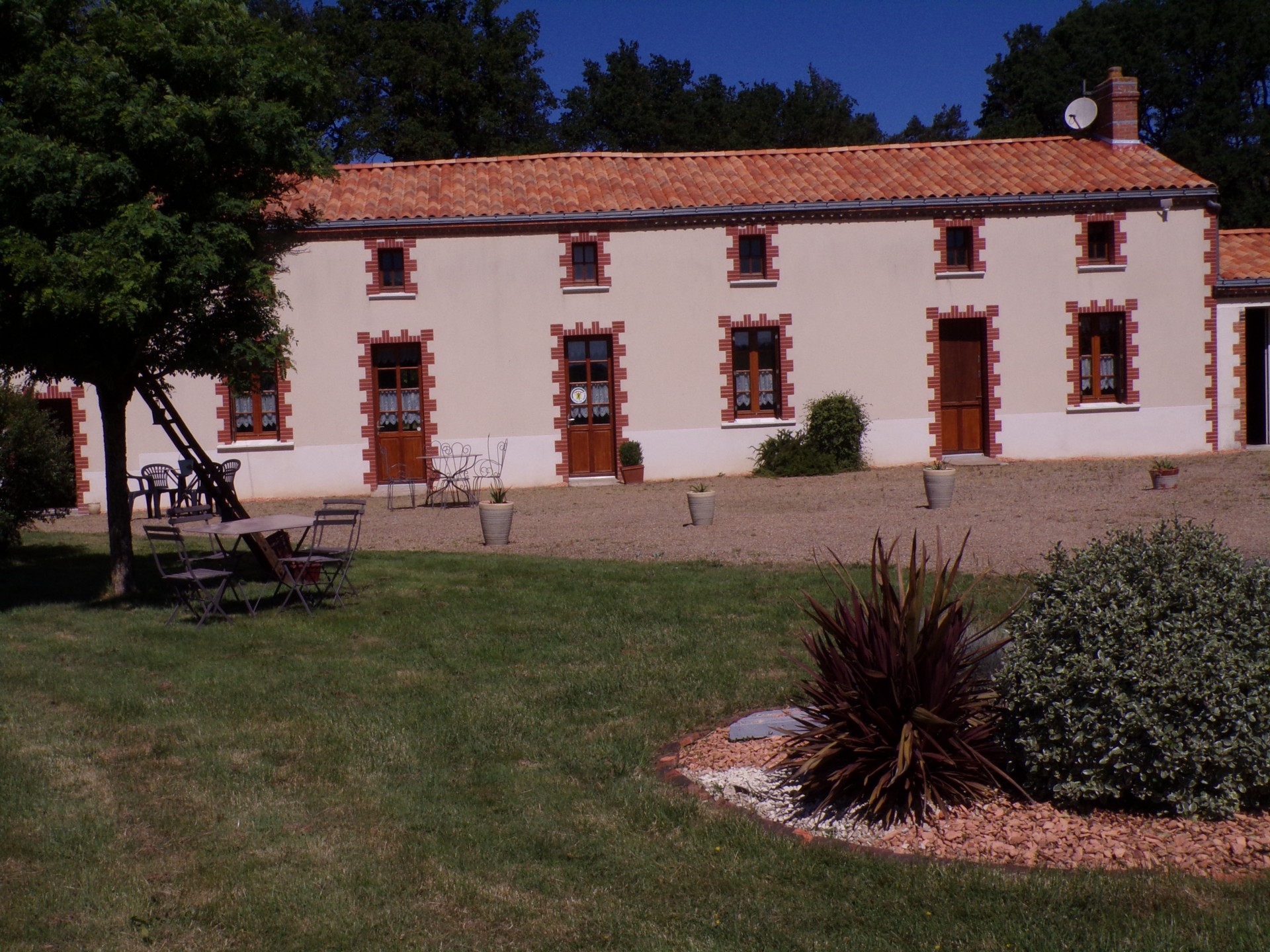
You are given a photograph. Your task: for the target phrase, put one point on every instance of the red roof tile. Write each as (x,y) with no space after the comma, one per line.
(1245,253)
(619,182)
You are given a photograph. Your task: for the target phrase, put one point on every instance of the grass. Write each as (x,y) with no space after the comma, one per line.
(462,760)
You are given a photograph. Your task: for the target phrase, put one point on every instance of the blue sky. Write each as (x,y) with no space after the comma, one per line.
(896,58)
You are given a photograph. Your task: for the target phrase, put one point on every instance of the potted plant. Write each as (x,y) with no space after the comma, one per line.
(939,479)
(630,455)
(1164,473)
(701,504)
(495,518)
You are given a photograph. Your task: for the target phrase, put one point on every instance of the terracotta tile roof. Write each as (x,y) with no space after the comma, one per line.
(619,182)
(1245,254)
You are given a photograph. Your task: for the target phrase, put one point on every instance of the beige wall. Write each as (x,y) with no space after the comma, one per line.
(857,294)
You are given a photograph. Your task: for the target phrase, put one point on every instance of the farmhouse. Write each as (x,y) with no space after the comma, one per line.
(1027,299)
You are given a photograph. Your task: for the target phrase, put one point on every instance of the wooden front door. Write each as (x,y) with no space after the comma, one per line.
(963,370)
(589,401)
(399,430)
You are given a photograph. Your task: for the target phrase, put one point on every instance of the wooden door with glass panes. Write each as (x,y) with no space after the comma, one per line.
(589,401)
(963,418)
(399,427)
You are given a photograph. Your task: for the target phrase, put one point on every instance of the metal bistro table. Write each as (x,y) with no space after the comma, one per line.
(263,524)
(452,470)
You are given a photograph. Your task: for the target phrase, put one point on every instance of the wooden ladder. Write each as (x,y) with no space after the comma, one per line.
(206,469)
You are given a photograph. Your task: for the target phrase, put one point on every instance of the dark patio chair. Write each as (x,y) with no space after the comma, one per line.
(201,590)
========================================
### Task brief:
Restate the data word for word while omitting each picture.

### Response to this task:
You are given a photograph. Your task: for the target phrase, put one point on every instance of the red roof tile. Write each as (x,y) with no space after the comma, one per line.
(1245,253)
(619,182)
You are given a photograph. Your task: for the target phrase, put one point on every instance of the grass. Write each as (x,y) with no space after the comma, one per line.
(462,760)
You are given a photograph. Your task: for the target phrase, put one point on every instance of the blue sky. Write each as (x,y) with no space after the comma, one per line.
(896,58)
You are given a photograph. Your task: for the target phrase, put one point on every instance of the potted plant. Write each as (x,y) with no space after the comma, one per line.
(939,479)
(630,455)
(1164,473)
(701,504)
(495,518)
You are given a photograph. Your task: for the target phrase, put one point on every instance of the terracotta tile roof. Write each as (x,y) with no space after the comma, one per line.
(619,182)
(1245,254)
You are given a photograph. Your task: for the target phrase, put one point on every instance of the beige wall. Write each as (x,y) with no space after the comma, one per line.
(857,294)
You are given a photograph. Your task: for the target phrase, put one point on every instance of the farmhouse. Write each as (x,y) with no space after the comma, one per line.
(1027,299)
You are given a photograph. Your task: for the target phrase, put one point on every instance of the wooden front door. Write each as (x,y) with no space after the comma, one per line.
(963,370)
(589,401)
(399,430)
You are given a photograph. Your task: for the target phrase, put one point on every instance of the wooden door with glass panes. Write each as (x,y) with no space after the comma, one per line.
(589,401)
(963,418)
(399,427)
You are given a photograph. Your task: for the target phrase, put one point on every instance of the metal bistro table. Write each as (x,y) with no space after the comma, one per line.
(263,524)
(452,470)
You are given a photograph. Your task: for the target phrase, put one point on every instance of the wooden ladder. Write each as (x,y) with no space after the comma, one per line.
(206,469)
You are given a photograph. Your task: for the target phrase, put one point on every instance of the dark patio chair. Write each as (x,y) with no space after the comma, one per line.
(201,590)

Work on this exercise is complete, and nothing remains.